→ **STATED PROBLEM**:
Please tally how many lines in the items below contain the string "wooden", with case counting, and give only the number.

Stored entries
--------------------------------
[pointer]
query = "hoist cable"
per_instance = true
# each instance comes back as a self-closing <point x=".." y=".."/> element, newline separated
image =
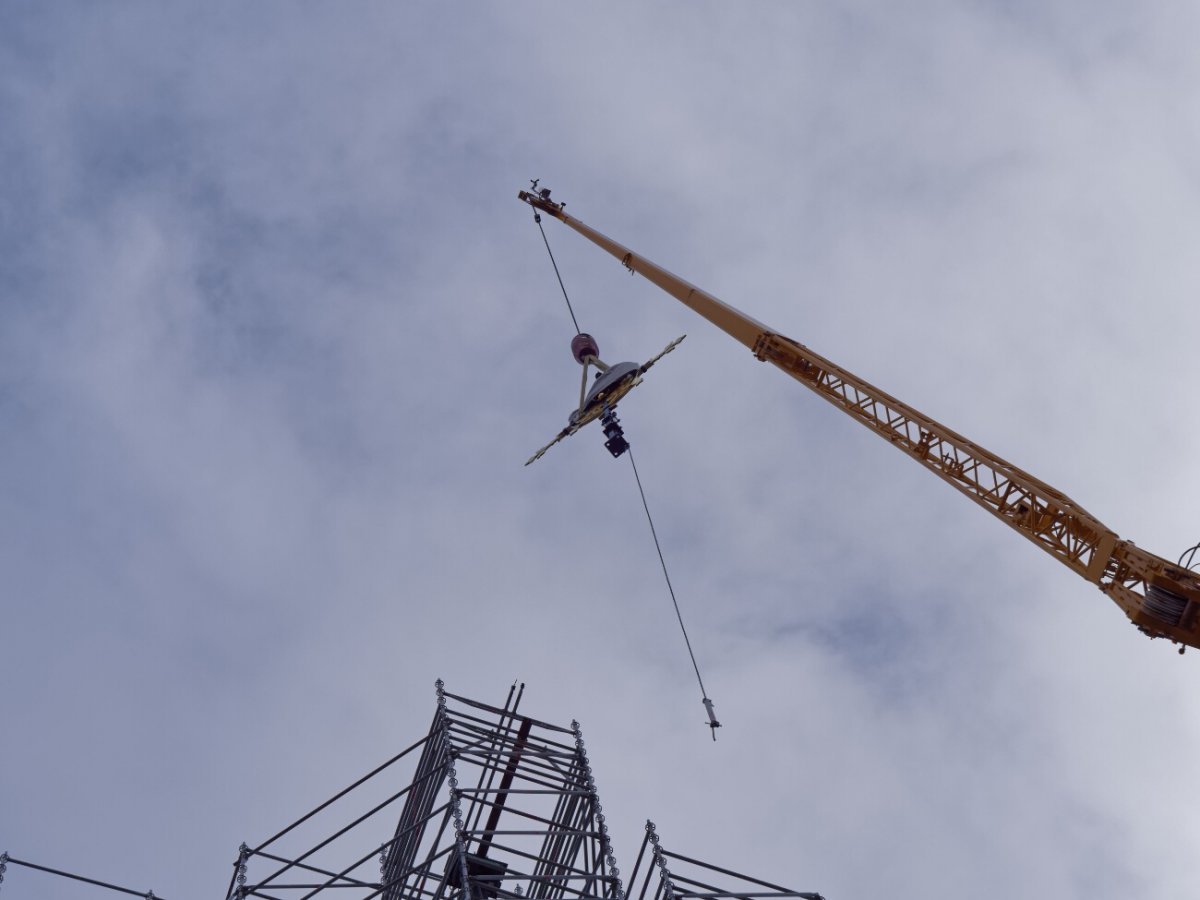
<point x="665" y="575"/>
<point x="79" y="877"/>
<point x="537" y="217"/>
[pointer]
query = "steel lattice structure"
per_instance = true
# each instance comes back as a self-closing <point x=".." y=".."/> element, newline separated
<point x="496" y="801"/>
<point x="671" y="876"/>
<point x="491" y="804"/>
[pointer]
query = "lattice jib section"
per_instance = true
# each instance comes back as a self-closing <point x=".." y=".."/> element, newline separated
<point x="1134" y="579"/>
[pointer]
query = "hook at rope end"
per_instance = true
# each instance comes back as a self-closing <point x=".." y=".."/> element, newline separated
<point x="712" y="717"/>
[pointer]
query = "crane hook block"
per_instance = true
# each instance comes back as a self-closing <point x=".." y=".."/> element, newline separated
<point x="583" y="346"/>
<point x="616" y="443"/>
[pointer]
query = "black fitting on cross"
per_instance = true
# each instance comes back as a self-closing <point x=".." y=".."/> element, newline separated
<point x="616" y="444"/>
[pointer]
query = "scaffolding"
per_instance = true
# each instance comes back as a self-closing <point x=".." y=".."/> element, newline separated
<point x="491" y="804"/>
<point x="495" y="801"/>
<point x="671" y="876"/>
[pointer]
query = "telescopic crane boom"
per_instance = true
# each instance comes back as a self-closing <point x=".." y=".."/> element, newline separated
<point x="1159" y="597"/>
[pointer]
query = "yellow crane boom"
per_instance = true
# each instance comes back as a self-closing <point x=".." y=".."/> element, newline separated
<point x="1159" y="597"/>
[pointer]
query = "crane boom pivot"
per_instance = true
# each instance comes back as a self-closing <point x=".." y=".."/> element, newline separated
<point x="1161" y="598"/>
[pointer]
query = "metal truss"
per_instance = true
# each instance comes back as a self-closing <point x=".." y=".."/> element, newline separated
<point x="1169" y="600"/>
<point x="493" y="804"/>
<point x="671" y="876"/>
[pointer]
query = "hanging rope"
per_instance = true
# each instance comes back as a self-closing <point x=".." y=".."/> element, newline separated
<point x="537" y="217"/>
<point x="708" y="705"/>
<point x="6" y="858"/>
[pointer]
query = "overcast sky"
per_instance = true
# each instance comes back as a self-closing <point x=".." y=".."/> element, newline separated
<point x="276" y="337"/>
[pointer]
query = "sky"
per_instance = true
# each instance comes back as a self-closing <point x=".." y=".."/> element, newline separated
<point x="276" y="339"/>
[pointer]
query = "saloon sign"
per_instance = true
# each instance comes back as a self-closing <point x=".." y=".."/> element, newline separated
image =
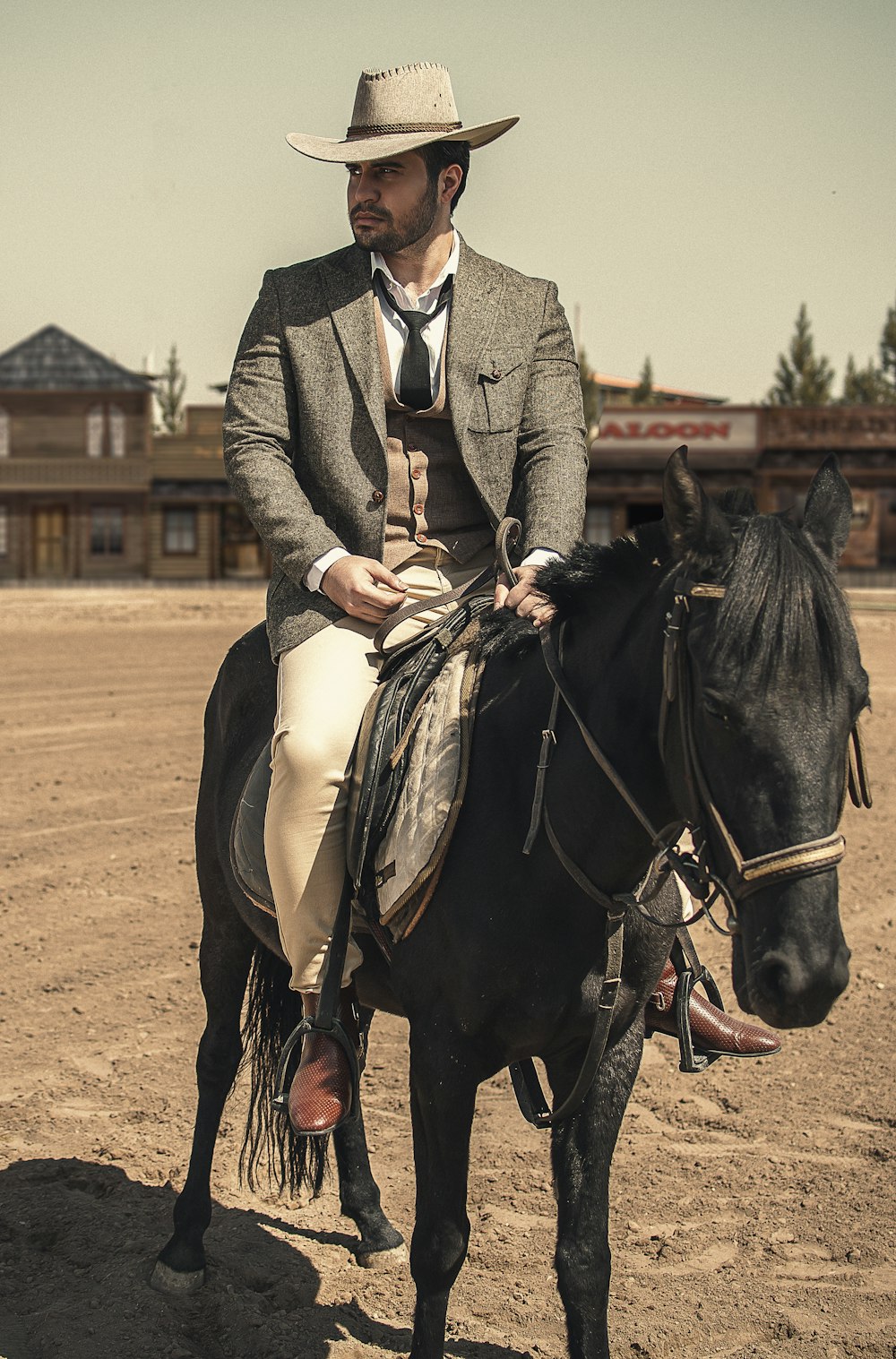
<point x="724" y="428"/>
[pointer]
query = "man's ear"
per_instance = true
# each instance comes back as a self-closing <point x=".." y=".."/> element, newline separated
<point x="698" y="531"/>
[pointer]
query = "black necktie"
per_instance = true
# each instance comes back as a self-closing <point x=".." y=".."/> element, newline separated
<point x="417" y="388"/>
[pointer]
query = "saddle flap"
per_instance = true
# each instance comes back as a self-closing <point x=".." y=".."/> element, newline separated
<point x="246" y="836"/>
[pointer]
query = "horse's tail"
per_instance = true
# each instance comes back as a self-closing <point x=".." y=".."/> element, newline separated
<point x="270" y="1146"/>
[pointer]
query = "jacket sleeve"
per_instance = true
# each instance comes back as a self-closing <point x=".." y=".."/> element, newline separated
<point x="551" y="454"/>
<point x="262" y="434"/>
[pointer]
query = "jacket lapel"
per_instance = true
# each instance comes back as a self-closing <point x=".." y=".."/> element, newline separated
<point x="351" y="301"/>
<point x="478" y="291"/>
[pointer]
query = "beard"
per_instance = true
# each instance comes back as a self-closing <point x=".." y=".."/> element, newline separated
<point x="393" y="236"/>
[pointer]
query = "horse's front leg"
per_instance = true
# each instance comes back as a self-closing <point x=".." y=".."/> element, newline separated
<point x="225" y="957"/>
<point x="380" y="1243"/>
<point x="581" y="1151"/>
<point x="444" y="1086"/>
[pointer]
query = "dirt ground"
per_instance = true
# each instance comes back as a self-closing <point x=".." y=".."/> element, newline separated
<point x="754" y="1207"/>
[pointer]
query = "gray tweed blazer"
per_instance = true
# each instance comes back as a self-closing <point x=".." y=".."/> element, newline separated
<point x="305" y="422"/>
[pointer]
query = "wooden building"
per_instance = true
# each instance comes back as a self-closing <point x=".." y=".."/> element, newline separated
<point x="197" y="530"/>
<point x="87" y="492"/>
<point x="772" y="452"/>
<point x="75" y="438"/>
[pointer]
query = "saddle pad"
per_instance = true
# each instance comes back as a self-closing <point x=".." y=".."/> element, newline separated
<point x="408" y="857"/>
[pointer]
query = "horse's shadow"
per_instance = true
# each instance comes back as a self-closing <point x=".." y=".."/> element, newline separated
<point x="76" y="1248"/>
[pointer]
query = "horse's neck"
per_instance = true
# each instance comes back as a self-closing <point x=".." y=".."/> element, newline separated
<point x="614" y="661"/>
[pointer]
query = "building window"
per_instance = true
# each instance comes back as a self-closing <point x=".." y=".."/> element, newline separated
<point x="95" y="433"/>
<point x="107" y="530"/>
<point x="178" y="533"/>
<point x="599" y="523"/>
<point x="116" y="431"/>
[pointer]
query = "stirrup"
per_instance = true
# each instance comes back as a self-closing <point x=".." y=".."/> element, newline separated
<point x="693" y="1061"/>
<point x="281" y="1082"/>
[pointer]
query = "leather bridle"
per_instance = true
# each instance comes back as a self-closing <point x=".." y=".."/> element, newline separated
<point x="736" y="881"/>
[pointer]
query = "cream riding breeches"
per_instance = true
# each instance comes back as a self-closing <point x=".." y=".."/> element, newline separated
<point x="323" y="688"/>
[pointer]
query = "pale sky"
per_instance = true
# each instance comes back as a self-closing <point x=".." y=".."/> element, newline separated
<point x="687" y="171"/>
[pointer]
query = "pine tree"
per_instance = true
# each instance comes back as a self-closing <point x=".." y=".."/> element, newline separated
<point x="801" y="380"/>
<point x="170" y="393"/>
<point x="865" y="386"/>
<point x="643" y="393"/>
<point x="888" y="352"/>
<point x="591" y="399"/>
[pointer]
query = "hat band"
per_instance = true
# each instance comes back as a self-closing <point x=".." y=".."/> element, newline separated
<point x="385" y="128"/>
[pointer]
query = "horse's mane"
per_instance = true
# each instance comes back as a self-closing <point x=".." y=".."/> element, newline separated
<point x="782" y="609"/>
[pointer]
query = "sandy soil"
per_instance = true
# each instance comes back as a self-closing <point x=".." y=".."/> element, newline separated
<point x="754" y="1207"/>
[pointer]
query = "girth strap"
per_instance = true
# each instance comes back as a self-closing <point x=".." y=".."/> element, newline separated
<point x="528" y="1088"/>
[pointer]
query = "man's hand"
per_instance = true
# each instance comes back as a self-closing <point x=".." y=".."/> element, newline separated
<point x="525" y="598"/>
<point x="363" y="588"/>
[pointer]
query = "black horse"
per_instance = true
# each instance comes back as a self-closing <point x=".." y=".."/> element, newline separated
<point x="510" y="957"/>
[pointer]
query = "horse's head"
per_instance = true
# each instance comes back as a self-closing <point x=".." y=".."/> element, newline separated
<point x="772" y="686"/>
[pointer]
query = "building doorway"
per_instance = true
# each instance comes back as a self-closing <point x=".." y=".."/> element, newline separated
<point x="242" y="556"/>
<point x="50" y="541"/>
<point x="642" y="512"/>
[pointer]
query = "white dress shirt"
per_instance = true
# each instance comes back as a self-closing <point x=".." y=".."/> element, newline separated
<point x="396" y="334"/>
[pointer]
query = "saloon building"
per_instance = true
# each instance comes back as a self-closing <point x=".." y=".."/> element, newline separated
<point x="772" y="452"/>
<point x="87" y="491"/>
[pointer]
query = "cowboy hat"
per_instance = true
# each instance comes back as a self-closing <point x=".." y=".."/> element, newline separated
<point x="400" y="110"/>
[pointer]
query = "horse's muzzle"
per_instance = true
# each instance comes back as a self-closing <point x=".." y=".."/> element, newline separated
<point x="790" y="985"/>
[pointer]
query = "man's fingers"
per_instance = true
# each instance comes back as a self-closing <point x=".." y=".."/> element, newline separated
<point x="386" y="578"/>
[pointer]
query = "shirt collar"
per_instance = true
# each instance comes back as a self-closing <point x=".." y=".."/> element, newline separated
<point x="426" y="299"/>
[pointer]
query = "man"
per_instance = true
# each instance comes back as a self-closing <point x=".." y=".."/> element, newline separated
<point x="389" y="405"/>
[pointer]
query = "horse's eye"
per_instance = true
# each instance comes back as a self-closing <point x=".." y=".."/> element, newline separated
<point x="714" y="707"/>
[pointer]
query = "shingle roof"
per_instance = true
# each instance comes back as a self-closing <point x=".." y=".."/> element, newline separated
<point x="53" y="360"/>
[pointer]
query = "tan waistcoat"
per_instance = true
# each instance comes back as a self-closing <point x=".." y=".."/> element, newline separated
<point x="430" y="496"/>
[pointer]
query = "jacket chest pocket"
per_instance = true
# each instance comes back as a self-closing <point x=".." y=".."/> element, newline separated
<point x="501" y="391"/>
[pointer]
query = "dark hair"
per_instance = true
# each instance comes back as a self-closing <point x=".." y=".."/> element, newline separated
<point x="439" y="155"/>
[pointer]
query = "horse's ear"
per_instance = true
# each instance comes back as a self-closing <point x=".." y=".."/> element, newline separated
<point x="698" y="530"/>
<point x="828" y="510"/>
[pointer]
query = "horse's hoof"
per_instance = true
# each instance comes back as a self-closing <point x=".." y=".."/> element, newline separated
<point x="180" y="1283"/>
<point x="383" y="1259"/>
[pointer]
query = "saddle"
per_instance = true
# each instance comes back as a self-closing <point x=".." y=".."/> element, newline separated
<point x="396" y="719"/>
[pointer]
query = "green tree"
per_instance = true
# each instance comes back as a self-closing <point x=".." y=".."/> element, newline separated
<point x="643" y="393"/>
<point x="168" y="393"/>
<point x="591" y="397"/>
<point x="888" y="352"/>
<point x="865" y="386"/>
<point x="803" y="378"/>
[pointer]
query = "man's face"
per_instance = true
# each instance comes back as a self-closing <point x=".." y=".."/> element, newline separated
<point x="391" y="202"/>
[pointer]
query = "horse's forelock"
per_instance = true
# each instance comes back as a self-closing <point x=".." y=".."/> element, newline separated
<point x="782" y="610"/>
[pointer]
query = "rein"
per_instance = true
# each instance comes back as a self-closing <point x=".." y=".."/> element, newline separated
<point x="740" y="878"/>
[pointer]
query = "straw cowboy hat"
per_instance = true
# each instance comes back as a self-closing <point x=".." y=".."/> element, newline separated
<point x="400" y="110"/>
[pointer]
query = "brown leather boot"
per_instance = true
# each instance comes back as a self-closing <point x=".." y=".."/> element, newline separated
<point x="321" y="1090"/>
<point x="712" y="1030"/>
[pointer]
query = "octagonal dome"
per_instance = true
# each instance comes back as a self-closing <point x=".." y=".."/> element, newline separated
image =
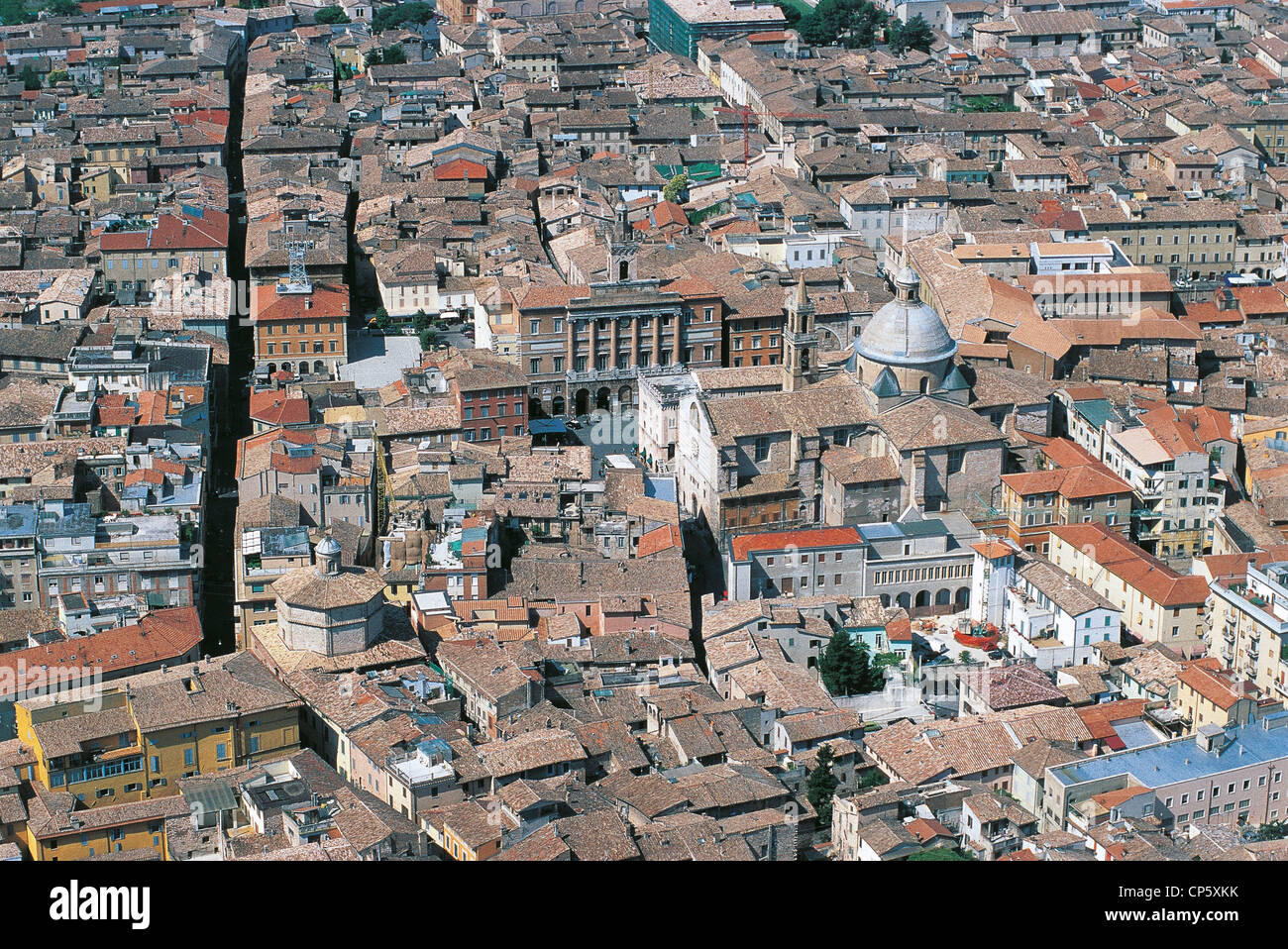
<point x="906" y="331"/>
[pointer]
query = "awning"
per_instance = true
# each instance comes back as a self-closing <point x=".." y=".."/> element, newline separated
<point x="546" y="426"/>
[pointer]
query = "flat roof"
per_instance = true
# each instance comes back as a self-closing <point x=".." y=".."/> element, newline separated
<point x="1181" y="759"/>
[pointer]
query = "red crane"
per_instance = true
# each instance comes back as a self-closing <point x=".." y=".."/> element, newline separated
<point x="747" y="114"/>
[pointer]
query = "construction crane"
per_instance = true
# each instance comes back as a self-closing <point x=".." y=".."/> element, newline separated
<point x="748" y="114"/>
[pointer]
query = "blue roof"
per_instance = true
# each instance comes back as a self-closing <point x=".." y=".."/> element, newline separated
<point x="17" y="520"/>
<point x="1098" y="411"/>
<point x="1181" y="759"/>
<point x="661" y="488"/>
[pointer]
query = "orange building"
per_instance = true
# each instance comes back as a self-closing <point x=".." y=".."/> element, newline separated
<point x="300" y="327"/>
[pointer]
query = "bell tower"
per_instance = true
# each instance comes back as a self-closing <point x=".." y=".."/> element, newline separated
<point x="800" y="339"/>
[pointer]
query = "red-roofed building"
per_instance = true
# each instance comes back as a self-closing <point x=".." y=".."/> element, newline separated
<point x="463" y="170"/>
<point x="1034" y="499"/>
<point x="1158" y="604"/>
<point x="301" y="330"/>
<point x="795" y="562"/>
<point x="271" y="408"/>
<point x="133" y="261"/>
<point x="166" y="636"/>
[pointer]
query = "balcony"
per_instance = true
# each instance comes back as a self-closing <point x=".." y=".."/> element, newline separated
<point x="106" y="769"/>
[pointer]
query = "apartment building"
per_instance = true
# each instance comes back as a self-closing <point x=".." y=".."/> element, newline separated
<point x="1189" y="239"/>
<point x="587" y="348"/>
<point x="1170" y="472"/>
<point x="1034" y="499"/>
<point x="1248" y="625"/>
<point x="1157" y="602"/>
<point x="132" y="261"/>
<point x="300" y="329"/>
<point x="143" y="733"/>
<point x="149" y="557"/>
<point x="490" y="685"/>
<point x="1050" y="618"/>
<point x="1232" y="777"/>
<point x="795" y="562"/>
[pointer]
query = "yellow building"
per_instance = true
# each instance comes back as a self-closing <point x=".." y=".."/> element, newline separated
<point x="141" y="734"/>
<point x="1209" y="694"/>
<point x="1158" y="604"/>
<point x="465" y="831"/>
<point x="58" y="831"/>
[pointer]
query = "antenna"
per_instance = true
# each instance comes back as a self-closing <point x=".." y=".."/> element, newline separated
<point x="297" y="278"/>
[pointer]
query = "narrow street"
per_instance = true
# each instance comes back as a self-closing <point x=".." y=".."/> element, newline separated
<point x="233" y="412"/>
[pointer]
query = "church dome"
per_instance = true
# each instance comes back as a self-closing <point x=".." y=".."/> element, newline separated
<point x="906" y="331"/>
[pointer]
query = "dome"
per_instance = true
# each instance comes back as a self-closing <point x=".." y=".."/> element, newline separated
<point x="906" y="331"/>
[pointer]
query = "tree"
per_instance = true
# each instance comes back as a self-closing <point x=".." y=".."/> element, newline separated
<point x="836" y="664"/>
<point x="874" y="778"/>
<point x="912" y="35"/>
<point x="868" y="677"/>
<point x="331" y="14"/>
<point x="675" y="187"/>
<point x="400" y="14"/>
<point x="820" y="786"/>
<point x="14" y="12"/>
<point x="394" y="55"/>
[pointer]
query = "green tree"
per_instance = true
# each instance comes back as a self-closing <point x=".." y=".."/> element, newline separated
<point x="675" y="187"/>
<point x="400" y="14"/>
<point x="394" y="55"/>
<point x="14" y="12"/>
<point x="836" y="664"/>
<point x="912" y="35"/>
<point x="870" y="677"/>
<point x="820" y="786"/>
<point x="874" y="778"/>
<point x="331" y="14"/>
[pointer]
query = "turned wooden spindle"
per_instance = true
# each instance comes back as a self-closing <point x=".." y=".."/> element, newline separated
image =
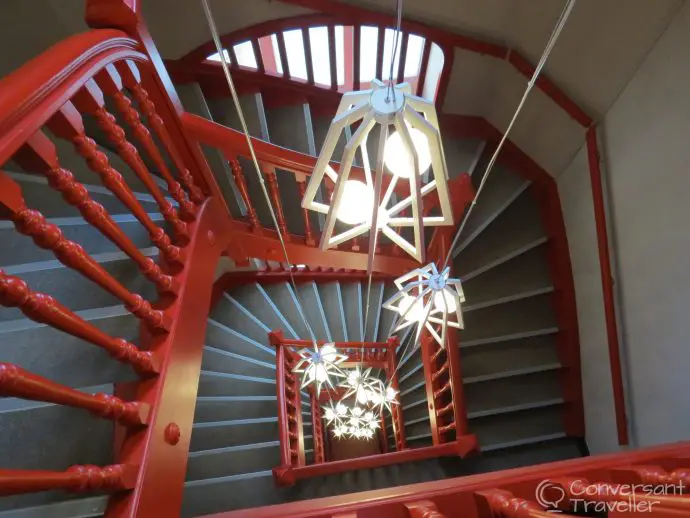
<point x="48" y="236"/>
<point x="44" y="309"/>
<point x="16" y="382"/>
<point x="274" y="193"/>
<point x="308" y="235"/>
<point x="90" y="100"/>
<point x="110" y="82"/>
<point x="241" y="183"/>
<point x="80" y="479"/>
<point x="39" y="154"/>
<point x="132" y="80"/>
<point x="67" y="123"/>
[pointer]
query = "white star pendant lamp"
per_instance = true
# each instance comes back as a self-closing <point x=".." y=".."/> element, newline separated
<point x="319" y="366"/>
<point x="404" y="155"/>
<point x="430" y="300"/>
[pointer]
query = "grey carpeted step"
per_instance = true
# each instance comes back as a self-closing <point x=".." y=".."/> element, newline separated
<point x="65" y="359"/>
<point x="75" y="291"/>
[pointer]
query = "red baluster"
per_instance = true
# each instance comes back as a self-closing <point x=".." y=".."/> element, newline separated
<point x="423" y="509"/>
<point x="277" y="203"/>
<point x="308" y="235"/>
<point x="49" y="236"/>
<point x="111" y="83"/>
<point x="110" y="479"/>
<point x="67" y="124"/>
<point x="132" y="79"/>
<point x="241" y="183"/>
<point x="14" y="292"/>
<point x="39" y="154"/>
<point x="17" y="382"/>
<point x="90" y="100"/>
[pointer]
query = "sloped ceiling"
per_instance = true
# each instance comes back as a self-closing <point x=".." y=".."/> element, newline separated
<point x="596" y="55"/>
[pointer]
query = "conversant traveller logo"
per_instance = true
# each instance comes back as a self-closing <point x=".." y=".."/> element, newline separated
--------------------------------
→ **CORRECT RESPONSE**:
2